#### GOAL:
Rewrite the lines below, replacing "integer pixel coordinates" with "whole-number pixel coordinates" wherever it occurs and leaving everything else unchanged.

#### EXCERPTED RECORDS:
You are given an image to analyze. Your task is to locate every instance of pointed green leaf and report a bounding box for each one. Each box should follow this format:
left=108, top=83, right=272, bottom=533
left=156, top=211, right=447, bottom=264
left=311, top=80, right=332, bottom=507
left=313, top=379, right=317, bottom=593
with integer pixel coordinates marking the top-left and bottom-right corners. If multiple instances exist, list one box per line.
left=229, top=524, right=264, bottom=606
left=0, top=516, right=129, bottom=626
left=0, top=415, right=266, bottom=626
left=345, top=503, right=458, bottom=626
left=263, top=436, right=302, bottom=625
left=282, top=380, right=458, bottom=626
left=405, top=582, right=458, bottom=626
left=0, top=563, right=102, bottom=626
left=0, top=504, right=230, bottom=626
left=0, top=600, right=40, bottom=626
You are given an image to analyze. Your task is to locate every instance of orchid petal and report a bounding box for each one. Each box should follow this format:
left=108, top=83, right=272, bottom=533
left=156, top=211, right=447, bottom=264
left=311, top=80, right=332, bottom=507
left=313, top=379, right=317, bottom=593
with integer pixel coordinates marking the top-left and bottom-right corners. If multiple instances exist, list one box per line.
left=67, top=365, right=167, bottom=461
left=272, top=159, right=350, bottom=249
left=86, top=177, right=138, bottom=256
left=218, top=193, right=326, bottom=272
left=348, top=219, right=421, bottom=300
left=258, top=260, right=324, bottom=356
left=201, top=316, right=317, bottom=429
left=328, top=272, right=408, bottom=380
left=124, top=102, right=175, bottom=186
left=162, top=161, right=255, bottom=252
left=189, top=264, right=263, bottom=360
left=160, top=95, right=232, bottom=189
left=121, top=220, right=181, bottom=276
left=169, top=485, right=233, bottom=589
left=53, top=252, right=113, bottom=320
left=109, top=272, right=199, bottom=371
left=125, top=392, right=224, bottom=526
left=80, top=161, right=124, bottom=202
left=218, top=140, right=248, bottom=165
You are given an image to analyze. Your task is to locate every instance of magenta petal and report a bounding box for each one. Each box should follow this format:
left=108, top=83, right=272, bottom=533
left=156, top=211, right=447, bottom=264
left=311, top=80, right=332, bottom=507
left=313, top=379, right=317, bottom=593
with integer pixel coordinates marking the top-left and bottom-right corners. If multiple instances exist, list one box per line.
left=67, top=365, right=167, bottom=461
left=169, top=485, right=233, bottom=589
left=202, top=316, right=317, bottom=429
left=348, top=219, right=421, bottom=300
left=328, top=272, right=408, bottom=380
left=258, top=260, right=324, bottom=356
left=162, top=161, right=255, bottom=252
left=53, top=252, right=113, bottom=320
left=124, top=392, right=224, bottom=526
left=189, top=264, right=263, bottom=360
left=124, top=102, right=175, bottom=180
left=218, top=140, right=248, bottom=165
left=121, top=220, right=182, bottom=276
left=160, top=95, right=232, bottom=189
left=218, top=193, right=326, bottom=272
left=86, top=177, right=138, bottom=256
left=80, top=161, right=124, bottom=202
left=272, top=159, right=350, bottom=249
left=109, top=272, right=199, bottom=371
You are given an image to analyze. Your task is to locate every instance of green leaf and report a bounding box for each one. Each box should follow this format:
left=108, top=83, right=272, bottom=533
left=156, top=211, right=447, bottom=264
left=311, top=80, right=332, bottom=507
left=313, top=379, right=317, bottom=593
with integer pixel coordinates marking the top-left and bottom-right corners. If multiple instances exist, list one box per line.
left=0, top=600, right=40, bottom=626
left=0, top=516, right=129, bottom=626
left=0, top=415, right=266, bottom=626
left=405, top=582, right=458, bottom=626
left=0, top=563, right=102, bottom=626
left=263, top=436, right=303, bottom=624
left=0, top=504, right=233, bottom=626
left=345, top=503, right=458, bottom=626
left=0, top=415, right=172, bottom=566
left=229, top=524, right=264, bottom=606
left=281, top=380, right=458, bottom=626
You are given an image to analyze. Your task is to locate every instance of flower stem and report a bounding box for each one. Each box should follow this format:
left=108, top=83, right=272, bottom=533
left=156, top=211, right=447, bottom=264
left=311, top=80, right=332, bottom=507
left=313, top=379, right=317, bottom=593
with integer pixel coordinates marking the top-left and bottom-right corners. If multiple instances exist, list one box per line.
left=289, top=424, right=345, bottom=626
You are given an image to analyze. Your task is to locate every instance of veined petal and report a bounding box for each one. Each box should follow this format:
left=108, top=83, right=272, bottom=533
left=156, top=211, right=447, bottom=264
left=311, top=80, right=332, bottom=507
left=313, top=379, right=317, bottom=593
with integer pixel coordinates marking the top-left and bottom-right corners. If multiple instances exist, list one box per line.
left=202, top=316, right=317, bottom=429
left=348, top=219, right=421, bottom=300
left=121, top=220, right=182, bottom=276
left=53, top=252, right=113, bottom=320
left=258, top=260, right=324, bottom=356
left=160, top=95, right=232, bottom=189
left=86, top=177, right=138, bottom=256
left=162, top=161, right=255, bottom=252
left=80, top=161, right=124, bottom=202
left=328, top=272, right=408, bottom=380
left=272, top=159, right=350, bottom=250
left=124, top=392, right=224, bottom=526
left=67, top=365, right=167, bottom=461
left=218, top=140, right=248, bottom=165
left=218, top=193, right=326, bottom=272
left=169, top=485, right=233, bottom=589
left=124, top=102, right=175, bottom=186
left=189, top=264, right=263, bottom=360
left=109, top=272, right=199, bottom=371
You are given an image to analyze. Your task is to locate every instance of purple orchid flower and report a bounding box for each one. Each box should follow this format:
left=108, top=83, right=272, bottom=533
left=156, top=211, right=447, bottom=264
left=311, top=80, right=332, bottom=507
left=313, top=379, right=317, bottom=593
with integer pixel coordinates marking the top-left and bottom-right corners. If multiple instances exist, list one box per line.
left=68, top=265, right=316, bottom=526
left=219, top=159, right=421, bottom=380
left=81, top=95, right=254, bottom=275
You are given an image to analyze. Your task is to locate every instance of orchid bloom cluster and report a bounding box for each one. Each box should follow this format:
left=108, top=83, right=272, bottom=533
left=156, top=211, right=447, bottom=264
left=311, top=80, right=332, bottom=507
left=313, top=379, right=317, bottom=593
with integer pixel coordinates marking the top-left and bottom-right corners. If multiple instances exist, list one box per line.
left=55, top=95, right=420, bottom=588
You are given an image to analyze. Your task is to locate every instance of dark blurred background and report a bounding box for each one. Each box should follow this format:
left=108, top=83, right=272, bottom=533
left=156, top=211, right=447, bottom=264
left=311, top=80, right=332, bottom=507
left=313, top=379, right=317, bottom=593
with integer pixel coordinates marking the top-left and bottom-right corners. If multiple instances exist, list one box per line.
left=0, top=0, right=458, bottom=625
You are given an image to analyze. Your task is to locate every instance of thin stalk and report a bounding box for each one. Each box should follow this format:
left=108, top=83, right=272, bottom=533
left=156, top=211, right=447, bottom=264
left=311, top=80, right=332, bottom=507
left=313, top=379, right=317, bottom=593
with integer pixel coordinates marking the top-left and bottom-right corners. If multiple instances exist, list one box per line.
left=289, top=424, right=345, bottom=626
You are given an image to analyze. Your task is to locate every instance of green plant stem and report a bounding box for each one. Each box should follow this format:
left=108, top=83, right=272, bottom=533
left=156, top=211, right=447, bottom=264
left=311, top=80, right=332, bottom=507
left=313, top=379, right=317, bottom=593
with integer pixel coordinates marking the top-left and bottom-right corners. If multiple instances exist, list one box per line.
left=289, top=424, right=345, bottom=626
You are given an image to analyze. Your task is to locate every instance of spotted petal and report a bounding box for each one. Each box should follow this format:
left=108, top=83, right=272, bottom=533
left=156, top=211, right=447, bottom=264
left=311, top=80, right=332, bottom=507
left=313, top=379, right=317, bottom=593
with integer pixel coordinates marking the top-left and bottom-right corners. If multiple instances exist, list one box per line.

#### SOLUTION FOR THIS EXERCISE:
You are given an image to analyze. Your task is to locate every instance of pointed green leaf and report a bounding box for each one. Each box should follow this format:
left=108, top=83, right=272, bottom=533
left=156, top=211, right=447, bottom=264
left=311, top=80, right=332, bottom=507
left=313, top=379, right=317, bottom=593
with whole-number pixel coordinates marking the top-left and bottom-right corners. If multiple instances exist, list one box per line.
left=229, top=524, right=264, bottom=606
left=0, top=516, right=129, bottom=626
left=0, top=415, right=266, bottom=626
left=345, top=503, right=458, bottom=626
left=263, top=436, right=302, bottom=625
left=282, top=380, right=458, bottom=626
left=405, top=582, right=458, bottom=626
left=0, top=563, right=102, bottom=626
left=0, top=504, right=230, bottom=626
left=0, top=600, right=40, bottom=626
You are given an image to analyze. Your task is to locate every instance of orchid petal and report a bounding box for each one. Each box should follow this format:
left=108, top=83, right=272, bottom=533
left=156, top=211, right=447, bottom=264
left=311, top=80, right=332, bottom=507
left=313, top=379, right=317, bottom=593
with whole-number pixel coordinates marking the top-left and bottom-right corners. If multiple instances exist, list one box per line.
left=67, top=365, right=167, bottom=461
left=272, top=159, right=350, bottom=249
left=86, top=177, right=138, bottom=256
left=218, top=193, right=326, bottom=272
left=348, top=219, right=421, bottom=300
left=258, top=260, right=324, bottom=356
left=201, top=316, right=317, bottom=429
left=328, top=272, right=408, bottom=380
left=124, top=102, right=175, bottom=186
left=162, top=161, right=255, bottom=252
left=189, top=264, right=263, bottom=360
left=160, top=95, right=232, bottom=189
left=121, top=220, right=181, bottom=276
left=169, top=485, right=233, bottom=589
left=53, top=252, right=113, bottom=320
left=109, top=272, right=199, bottom=371
left=125, top=392, right=224, bottom=526
left=80, top=161, right=124, bottom=202
left=218, top=140, right=248, bottom=165
You are given an image to analyze. Your task is to locate every instance of magenta petal and report a bounding box for each one. Each box should follow this format:
left=108, top=83, right=272, bottom=533
left=156, top=211, right=447, bottom=264
left=311, top=80, right=332, bottom=507
left=313, top=379, right=317, bottom=593
with whole-number pixel coordinates marking the top-left and bottom-right corners. If multiple instances exist, list one box per line.
left=67, top=365, right=167, bottom=461
left=169, top=485, right=233, bottom=589
left=202, top=316, right=317, bottom=429
left=348, top=219, right=421, bottom=300
left=328, top=272, right=408, bottom=380
left=258, top=260, right=324, bottom=356
left=162, top=161, right=255, bottom=252
left=53, top=252, right=113, bottom=320
left=124, top=392, right=224, bottom=526
left=189, top=264, right=263, bottom=360
left=124, top=102, right=175, bottom=180
left=218, top=140, right=248, bottom=165
left=121, top=220, right=182, bottom=276
left=160, top=95, right=232, bottom=189
left=218, top=193, right=326, bottom=272
left=86, top=177, right=138, bottom=256
left=80, top=161, right=124, bottom=202
left=272, top=159, right=350, bottom=249
left=109, top=272, right=199, bottom=371
You are given an image to analyze. Your task is to locate every instance of green leaf and report a bounding box for each one. Each box should follow this format:
left=108, top=83, right=272, bottom=533
left=156, top=211, right=447, bottom=264
left=311, top=80, right=332, bottom=507
left=313, top=379, right=317, bottom=593
with whole-number pixel coordinates marking the top-left and bottom-right corners. If multiple instances exist, list one box per line.
left=0, top=600, right=40, bottom=626
left=0, top=516, right=129, bottom=626
left=0, top=415, right=266, bottom=626
left=405, top=582, right=458, bottom=626
left=0, top=563, right=102, bottom=626
left=263, top=436, right=303, bottom=624
left=0, top=504, right=233, bottom=626
left=345, top=503, right=458, bottom=626
left=0, top=415, right=172, bottom=566
left=229, top=524, right=264, bottom=606
left=281, top=380, right=458, bottom=626
You are given an image to analyze. Your task is to locate every instance of flower stem and report a bounding box for each one. Each box should follow this format:
left=108, top=83, right=272, bottom=533
left=156, top=211, right=447, bottom=264
left=311, top=80, right=332, bottom=507
left=313, top=379, right=317, bottom=593
with whole-number pixel coordinates marking the top-left and bottom-right corners. If multiple instances exist, list one box per line.
left=289, top=424, right=345, bottom=626
You are given an image to analyze. Your task is to locate every instance of veined petal and report a bounding box for each one. Each box should follow this format:
left=108, top=83, right=272, bottom=533
left=156, top=211, right=447, bottom=264
left=311, top=80, right=332, bottom=507
left=313, top=379, right=317, bottom=593
with whole-number pixel coordinates marking the top-left and bottom-right corners. If multiple instances exist, list one box per line.
left=202, top=316, right=317, bottom=429
left=348, top=219, right=421, bottom=300
left=121, top=220, right=182, bottom=276
left=53, top=252, right=113, bottom=320
left=258, top=260, right=324, bottom=356
left=160, top=95, right=232, bottom=189
left=86, top=177, right=138, bottom=256
left=162, top=161, right=255, bottom=252
left=80, top=161, right=124, bottom=202
left=328, top=272, right=408, bottom=380
left=272, top=159, right=350, bottom=250
left=124, top=392, right=224, bottom=526
left=67, top=365, right=167, bottom=461
left=218, top=140, right=248, bottom=165
left=218, top=193, right=326, bottom=272
left=169, top=485, right=233, bottom=589
left=124, top=102, right=175, bottom=186
left=189, top=264, right=263, bottom=360
left=109, top=272, right=199, bottom=371
You are given an image to analyze. Your task is to locate every instance of purple orchid flower and report a bounding box for each one. Each box should follow this format:
left=108, top=83, right=272, bottom=533
left=156, top=211, right=447, bottom=264
left=311, top=80, right=332, bottom=507
left=313, top=379, right=317, bottom=593
with whole-number pixel coordinates marking the top-left and bottom-right corners. If multiple instances exist, list one box per line.
left=68, top=265, right=316, bottom=526
left=219, top=159, right=421, bottom=380
left=81, top=95, right=254, bottom=275
You are given an image to analyze. Your task is to locate every instance of orchid bloom cluster and report a bounding box for each one. Each box should follow this format:
left=108, top=83, right=272, bottom=533
left=156, top=211, right=447, bottom=264
left=311, top=80, right=332, bottom=507
left=313, top=379, right=317, bottom=593
with whole-number pixel coordinates marking the top-left and bottom-right corners. If multiple instances exist, list one box per line.
left=55, top=95, right=420, bottom=588
You are given an image to analyze. Your task is to locate every instance of dark blurred background and report a bounding box for each one. Each box should follow this format:
left=108, top=83, right=272, bottom=533
left=156, top=211, right=447, bottom=264
left=311, top=80, right=332, bottom=507
left=313, top=379, right=317, bottom=593
with whole-number pixel coordinates marking the top-left and bottom-right corners. If multiple instances exist, list one box per line.
left=0, top=0, right=458, bottom=625
You are given an image to analyze. Your task is to locate every instance of thin stalk and report a bounding box for each one. Each box should follow this format:
left=108, top=83, right=272, bottom=533
left=156, top=211, right=447, bottom=264
left=311, top=80, right=332, bottom=507
left=313, top=379, right=317, bottom=593
with whole-number pixel coordinates marking the top-left and bottom-right corners. If multiple instances exist, list one box per line.
left=289, top=424, right=345, bottom=626
You are given an image to analyze. Your task is to locate every instance of green plant stem and report a bounding box for each one. Each box should follow this format:
left=108, top=83, right=272, bottom=533
left=156, top=211, right=447, bottom=264
left=311, top=80, right=332, bottom=507
left=313, top=379, right=317, bottom=593
with whole-number pixel coordinates marking the top-left and bottom-right corners. If multiple instances exist, list one box per line.
left=289, top=424, right=345, bottom=626
You are given an image to analyze. Your task is to locate every instance of spotted petal and report a bounding box for each one. Each box should follow this format:
left=108, top=83, right=272, bottom=533
left=156, top=211, right=447, bottom=264
left=311, top=80, right=332, bottom=507
left=313, top=379, right=317, bottom=593
with whole-number pixel coordinates marking the top-left and bottom-right corners. If multiple instances exist, list one box per line.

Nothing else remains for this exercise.